§ EXERCISE OBJECTIVE
The reply must contain all of the records, unchanged.

§ AVAILABLE RECORDS
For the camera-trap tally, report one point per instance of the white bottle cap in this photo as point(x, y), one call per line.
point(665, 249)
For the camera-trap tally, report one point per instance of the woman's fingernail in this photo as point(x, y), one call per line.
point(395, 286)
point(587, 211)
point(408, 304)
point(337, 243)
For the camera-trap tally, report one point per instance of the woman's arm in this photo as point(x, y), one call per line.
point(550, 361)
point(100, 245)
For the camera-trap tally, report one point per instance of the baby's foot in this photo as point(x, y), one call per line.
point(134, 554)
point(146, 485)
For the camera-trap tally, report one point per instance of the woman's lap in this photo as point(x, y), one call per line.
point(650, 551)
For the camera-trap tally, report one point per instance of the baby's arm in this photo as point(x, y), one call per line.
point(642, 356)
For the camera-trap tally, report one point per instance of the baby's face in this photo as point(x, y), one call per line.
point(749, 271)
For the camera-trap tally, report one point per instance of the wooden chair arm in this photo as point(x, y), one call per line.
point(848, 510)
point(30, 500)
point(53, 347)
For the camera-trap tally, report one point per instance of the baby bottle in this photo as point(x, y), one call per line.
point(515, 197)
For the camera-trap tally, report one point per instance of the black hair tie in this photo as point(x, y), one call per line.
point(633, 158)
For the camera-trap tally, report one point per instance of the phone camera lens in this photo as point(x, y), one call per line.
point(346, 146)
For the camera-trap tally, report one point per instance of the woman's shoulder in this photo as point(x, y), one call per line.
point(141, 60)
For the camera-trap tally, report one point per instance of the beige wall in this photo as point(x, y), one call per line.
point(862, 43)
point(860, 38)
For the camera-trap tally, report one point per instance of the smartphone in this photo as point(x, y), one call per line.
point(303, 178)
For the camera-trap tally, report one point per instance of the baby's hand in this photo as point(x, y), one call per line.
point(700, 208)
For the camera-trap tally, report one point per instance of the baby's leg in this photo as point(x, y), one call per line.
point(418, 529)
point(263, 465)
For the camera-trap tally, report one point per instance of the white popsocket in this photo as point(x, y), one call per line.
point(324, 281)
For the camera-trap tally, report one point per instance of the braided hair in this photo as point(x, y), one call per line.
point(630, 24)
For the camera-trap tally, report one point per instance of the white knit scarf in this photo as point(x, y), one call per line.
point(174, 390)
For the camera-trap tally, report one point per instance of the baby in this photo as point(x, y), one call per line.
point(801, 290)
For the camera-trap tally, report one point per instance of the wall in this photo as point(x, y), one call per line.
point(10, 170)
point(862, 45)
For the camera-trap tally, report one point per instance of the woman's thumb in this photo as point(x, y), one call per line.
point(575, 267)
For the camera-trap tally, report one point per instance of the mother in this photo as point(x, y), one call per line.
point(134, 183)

§ RESULT
For the camera-trap tally, report one point per instance of the white bottle cap in this photo as point(x, y), one call per line.
point(665, 249)
For the camera-trap tally, report one point per instance of the woman's fingernail in this photo as point(x, y), one call per line.
point(395, 286)
point(587, 211)
point(408, 304)
point(337, 243)
For the camera-trap tally, report one point per instance of the woman's arm in this photo as point(x, y), one call per line.
point(550, 361)
point(100, 245)
For the camera-trap tally, report one point per instance of the baby's foot in this photo as point(x, y), one call per line.
point(134, 554)
point(146, 485)
For the camera-trap tally, report one point per instance of the woman's lap in this photo as point(x, y), one call per line.
point(650, 551)
For the camera-trap tally, report one point per instance of the baby's arm in this photo as point(x, y), one call per line.
point(642, 356)
For the camera-trap tally, report one point per instance of the baby's face in this photo as point(x, y), one call per line.
point(749, 271)
For the camera-trap tally, report one point per instance of the wooden chair arm in this photo as point(x, y), one call per line.
point(848, 510)
point(30, 500)
point(53, 347)
For the camera-trap tally, report one point per instance of the baby bottle in this photo as point(x, y), one call per line.
point(515, 197)
For the camera-trap tally, report one point per instance of the black hair tie in this photo as point(x, y), one call per line.
point(633, 158)
For the camera-trap tally, report one point per instance of the phone camera lens in this photo as point(x, y), one call per line.
point(346, 146)
For the camera-trap tally, report one point per instance of the woman's shoulder in this photo as point(x, y), one call per line.
point(141, 60)
For the camera-trap tally, report one point per instance of the beige wall in this photo as point(x, y), one call per line.
point(862, 43)
point(860, 38)
For the camera-trap tally, report one point per instance of the smartphone in this photo as point(x, y), one call per line.
point(303, 178)
For the camera-trap tally, report one point per instance of the baby's hand in this photo as point(x, y), one call per line.
point(700, 208)
For the camera-trap tally, report one point per instance of the baby's leg in this photo as point(x, y), one call per line.
point(418, 529)
point(263, 465)
For the camera-trap tally, report one point per instance of the white popsocket in this photo as point(x, y), one call per line.
point(324, 281)
For the camera-trap tally, report one point per instance of the braided hair in this photo as point(x, y), one call per line.
point(630, 24)
For the camera-trap tally, report one point per instance of the white knit scarf in this photo as point(x, y), one call per line.
point(174, 390)
For the camera-trap tally, report one point per instance of the baby in this photo as point(x, y), one call per line.
point(801, 290)
For the camera-trap tally, report one point per instance of the wall in this photo as point(x, y), one call per line.
point(10, 170)
point(862, 45)
For the camera-trap tally, report one point per instance of the woman's thumb in this photo as point(x, y), one call per line.
point(575, 267)
For the camera-trap tally, report one point per instance of the mother in this photo as point(x, y), one call per line.
point(134, 183)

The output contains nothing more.